**Estratto della pagina:**
•••••
9 DICEMBRE 2019

Lunedì II Settimana di Avvento
  
 Is 35,1-10; Sal 84 (85); Lc 5,17-26  

Colletta: Salga a te, o Padre, la preghiera del tuo popolo, perché nell’attesa fervida e operosa si prepari a celebrare con vera fede il grande mistero dell’incarnazione del tuo unico Figlio. Egli è Dio, e vive e regna con te...

Un giorno Gesù stava insegnando. La Parola che Gesù annunzia al popolo è il Vangelo nel suo duplice aspetto: di insegnamento e di Buona Novella. Lo Spirito del Signore, che è sopra di lui, lo ha mandato «a portare ai poveri il lieto annuncio, a proclamare ai prigionieri la liberazione e ai ciechi la vista; a rimettere in libertà gli oppressi, a proclamare l’anno di grazia del Signore» (Lc 4,18-19).
La dolcezza, la mitezza, la benevolenza e sopra tutto la misericordia usata da Gesù nei confronti dei tanti malati da lui guariti, spingono gli improvvisati portantini ad essere invadenti oltre misura; una invadenza che è segno di fiducia nel potere del Cristo e che diventa per tutti i credenti un invito ad accogliere con prontezza la parola di salvezza, ad abbandonarsi all’amore misericordioso di Dio e a confidare in Lui. Il gesto un po’ prepotente di salire sul tetto per calare il paralitico ai piedi di Gesù, è semplicemente un atto di fede ed è questa fede che libera l’uomo dal male e dal peccato; lo redime e gli dona perfetta vittoria sul mondo (Cf. 1Gv 5,4-5).
•••••
**Cosa si chiede:** Trascrivi per intero, senza cambiare nulla, il brano sulla liturgia del 9 dicembre 2019. Basati soltanto sul brano.
•••••
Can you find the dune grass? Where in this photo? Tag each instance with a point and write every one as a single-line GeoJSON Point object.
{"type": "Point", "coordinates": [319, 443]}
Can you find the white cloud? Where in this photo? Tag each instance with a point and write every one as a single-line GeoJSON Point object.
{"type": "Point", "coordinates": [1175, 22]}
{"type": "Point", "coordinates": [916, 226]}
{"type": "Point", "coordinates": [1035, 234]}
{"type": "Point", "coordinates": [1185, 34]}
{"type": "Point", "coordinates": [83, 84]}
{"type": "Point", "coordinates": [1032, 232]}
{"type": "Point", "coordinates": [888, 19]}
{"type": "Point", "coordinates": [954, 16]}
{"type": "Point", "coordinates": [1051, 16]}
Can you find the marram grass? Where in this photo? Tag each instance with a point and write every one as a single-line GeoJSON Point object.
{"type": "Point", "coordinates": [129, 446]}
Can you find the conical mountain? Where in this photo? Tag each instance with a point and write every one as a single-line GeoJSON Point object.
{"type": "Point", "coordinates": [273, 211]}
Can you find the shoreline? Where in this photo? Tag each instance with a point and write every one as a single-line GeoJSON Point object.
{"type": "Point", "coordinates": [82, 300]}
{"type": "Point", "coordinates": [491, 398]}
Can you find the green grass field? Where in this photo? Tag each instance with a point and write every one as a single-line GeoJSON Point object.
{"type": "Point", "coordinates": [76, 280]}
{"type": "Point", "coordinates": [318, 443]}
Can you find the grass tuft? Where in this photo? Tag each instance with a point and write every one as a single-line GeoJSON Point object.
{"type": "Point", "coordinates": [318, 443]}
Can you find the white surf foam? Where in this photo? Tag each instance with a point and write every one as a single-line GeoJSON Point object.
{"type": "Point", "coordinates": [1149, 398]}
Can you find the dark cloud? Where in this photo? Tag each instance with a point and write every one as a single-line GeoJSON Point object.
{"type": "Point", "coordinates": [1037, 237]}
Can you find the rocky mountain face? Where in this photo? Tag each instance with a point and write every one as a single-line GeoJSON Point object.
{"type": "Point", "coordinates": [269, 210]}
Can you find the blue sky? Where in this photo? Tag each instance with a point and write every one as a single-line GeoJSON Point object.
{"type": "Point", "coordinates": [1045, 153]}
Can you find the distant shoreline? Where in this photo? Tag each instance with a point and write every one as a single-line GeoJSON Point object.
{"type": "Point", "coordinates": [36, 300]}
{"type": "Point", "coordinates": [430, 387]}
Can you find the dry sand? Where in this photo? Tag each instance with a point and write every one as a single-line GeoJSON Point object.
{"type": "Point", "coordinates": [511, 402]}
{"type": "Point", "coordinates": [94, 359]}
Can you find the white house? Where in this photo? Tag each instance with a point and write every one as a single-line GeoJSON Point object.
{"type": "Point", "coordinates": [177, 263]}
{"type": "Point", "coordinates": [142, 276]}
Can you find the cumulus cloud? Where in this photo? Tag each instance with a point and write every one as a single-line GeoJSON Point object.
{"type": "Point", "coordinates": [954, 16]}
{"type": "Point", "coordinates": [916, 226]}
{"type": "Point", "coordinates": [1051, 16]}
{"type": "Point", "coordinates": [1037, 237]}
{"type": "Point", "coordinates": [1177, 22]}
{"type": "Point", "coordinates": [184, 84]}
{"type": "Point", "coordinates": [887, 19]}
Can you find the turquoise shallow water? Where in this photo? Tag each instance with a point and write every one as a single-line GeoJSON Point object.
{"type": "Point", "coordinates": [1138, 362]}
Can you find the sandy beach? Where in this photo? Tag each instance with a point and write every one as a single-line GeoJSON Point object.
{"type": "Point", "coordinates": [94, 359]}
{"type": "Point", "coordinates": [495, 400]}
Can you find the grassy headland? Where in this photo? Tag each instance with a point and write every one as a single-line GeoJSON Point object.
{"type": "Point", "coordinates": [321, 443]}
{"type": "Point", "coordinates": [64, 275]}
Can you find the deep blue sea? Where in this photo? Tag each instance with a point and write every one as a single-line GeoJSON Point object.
•••••
**Risposta corretta:**
9 DICEMBRE 2019

Lunedì II Settimana di Avvento
  
 Is 35,1-10; Sal 84 (85); Lc 5,17-26  

Colletta: Salga a te, o Padre, la preghiera del tuo popolo, perché nell’attesa fervida e operosa si prepari a celebrare con vera fede il grande mistero dell’incarnazione del tuo unico Figlio. Egli è Dio, e vive e regna con te...

Un giorno Gesù stava insegnando. La Parola che Gesù annunzia al popolo è il Vangelo nel suo duplice aspetto: di insegnamento e di Buona Novella. Lo Spirito del Signore, che è sopra di lui, lo ha mandato «a portare ai poveri il lieto annuncio, a proclamare ai prigionieri la liberazione e ai ciechi la vista; a rimettere in libertà gli oppressi, a proclamare l’anno di grazia del Signore» (Lc 4,18-19).
La dolcezza, la mitezza, la benevolenza e sopra tutto la misericordia usata da Gesù nei confronti dei tanti malati da lui guariti, spingono gli improvvisati portantini ad essere invadenti oltre misura; una invadenza che è segno di fiducia nel potere del Cristo e che diventa per tutti i credenti un invito ad accogliere con prontezza la parola di salvezza, ad abbandonarsi all’amore misericordioso di Dio e a confidare in Lui. Il gesto un po’ prepotente di salire sul tetto per calare il paralitico ai piedi di Gesù, è semplicemente un atto di fede ed è questa fede che libera l’uomo dal male e dal peccato; lo redime e gli dona perfetta vittoria sul mondo (Cf. 1Gv 5,4-5).